>> BEGIN DATA FOR THE TASK
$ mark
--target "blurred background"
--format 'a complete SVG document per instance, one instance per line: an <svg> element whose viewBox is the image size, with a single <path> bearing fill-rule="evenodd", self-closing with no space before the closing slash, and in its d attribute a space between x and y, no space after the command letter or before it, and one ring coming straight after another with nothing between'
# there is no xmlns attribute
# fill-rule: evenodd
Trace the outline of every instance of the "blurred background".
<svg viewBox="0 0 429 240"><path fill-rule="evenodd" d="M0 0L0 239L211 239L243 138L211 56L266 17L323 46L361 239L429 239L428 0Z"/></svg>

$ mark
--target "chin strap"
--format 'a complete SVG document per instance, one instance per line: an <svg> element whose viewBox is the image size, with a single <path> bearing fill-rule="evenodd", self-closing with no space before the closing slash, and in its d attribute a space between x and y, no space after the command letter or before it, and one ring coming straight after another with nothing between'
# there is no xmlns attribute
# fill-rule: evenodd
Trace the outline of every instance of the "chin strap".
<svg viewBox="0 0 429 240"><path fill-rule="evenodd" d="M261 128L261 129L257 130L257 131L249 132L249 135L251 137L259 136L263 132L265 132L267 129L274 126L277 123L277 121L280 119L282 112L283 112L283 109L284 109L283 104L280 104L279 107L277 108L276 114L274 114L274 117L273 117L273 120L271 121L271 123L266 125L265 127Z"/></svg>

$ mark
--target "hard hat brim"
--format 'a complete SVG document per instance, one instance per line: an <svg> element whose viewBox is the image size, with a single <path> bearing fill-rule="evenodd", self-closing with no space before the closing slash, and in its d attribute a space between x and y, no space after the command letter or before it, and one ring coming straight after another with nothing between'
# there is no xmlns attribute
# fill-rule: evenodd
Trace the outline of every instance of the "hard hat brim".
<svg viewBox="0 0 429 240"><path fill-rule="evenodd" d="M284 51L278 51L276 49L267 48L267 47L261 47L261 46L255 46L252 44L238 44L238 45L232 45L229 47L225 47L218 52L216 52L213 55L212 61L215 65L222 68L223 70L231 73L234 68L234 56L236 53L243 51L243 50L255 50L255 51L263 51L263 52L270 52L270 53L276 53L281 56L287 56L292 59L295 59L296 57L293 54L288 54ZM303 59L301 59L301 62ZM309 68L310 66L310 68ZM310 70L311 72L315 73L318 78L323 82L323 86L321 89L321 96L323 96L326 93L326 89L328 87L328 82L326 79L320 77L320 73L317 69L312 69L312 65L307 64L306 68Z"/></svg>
>> END DATA FOR THE TASK
→ **WHAT IS NEEDED**: Output every line above without altering anything.

→ **RIGHT ANSWER**:
$ mark
--target "blurred background"
--format 'a complete SVG document per instance, one instance per line: an <svg> element whose viewBox is the image size, with a single <path> bearing fill-rule="evenodd", self-closing with no space before the closing slash, and in its d attribute a space between x and y, no space after the command letter or before it, and one ring coming straight after another with nothing between'
# there is no xmlns attribute
# fill-rule: evenodd
Trace the outline of every instance of the "blurred background".
<svg viewBox="0 0 429 240"><path fill-rule="evenodd" d="M0 0L0 239L211 239L243 138L211 56L266 17L323 46L361 239L429 239L428 0Z"/></svg>

$ mark
--target "chin strap"
--format 'a complete SVG document per instance, one instance per line: an <svg> element whose viewBox is the image size, with a single <path> bearing fill-rule="evenodd", self-closing with no space before the closing slash, and in its d attribute a space between x and y, no space after the command letter or before it, and one ring coming straight after another with nothing between'
# there is no xmlns attribute
# fill-rule: evenodd
Trace the outline of every instance of the "chin strap".
<svg viewBox="0 0 429 240"><path fill-rule="evenodd" d="M261 128L261 129L257 130L257 131L249 132L249 135L251 137L259 136L263 132L265 132L267 129L274 126L277 123L277 121L280 119L282 112L283 112L283 109L284 109L283 104L280 104L279 107L277 108L276 114L274 114L274 117L273 117L273 120L271 121L271 123L266 125L265 127Z"/></svg>

$ mark
--target "hard hat brim"
--format 'a complete SVG document per instance, one instance per line: an <svg> element whose viewBox is the image size, with a single <path> bearing fill-rule="evenodd", self-closing with no space before the closing slash, and in its d attribute a space between x and y, no space after the command letter or before it, and one ring coming straight after another with nothing between'
# there is no xmlns attribute
# fill-rule: evenodd
Trace the outline of every instance of the "hard hat brim".
<svg viewBox="0 0 429 240"><path fill-rule="evenodd" d="M284 51L278 51L276 49L267 48L267 47L261 47L261 46L255 46L252 44L238 44L238 45L232 45L229 47L225 47L218 52L216 52L213 55L212 61L215 65L222 68L223 70L231 73L234 68L234 56L236 53L243 51L243 50L255 50L255 51L263 51L263 52L270 52L270 53L276 53L281 56L287 56L292 59L295 59L296 57L293 54L288 54ZM303 59L301 59L301 62ZM309 68L310 66L310 68ZM310 70L311 72L315 73L318 78L323 82L323 86L321 89L321 96L323 96L326 93L326 89L328 87L328 82L326 79L320 77L320 73L317 69L312 69L312 65L307 64L306 68Z"/></svg>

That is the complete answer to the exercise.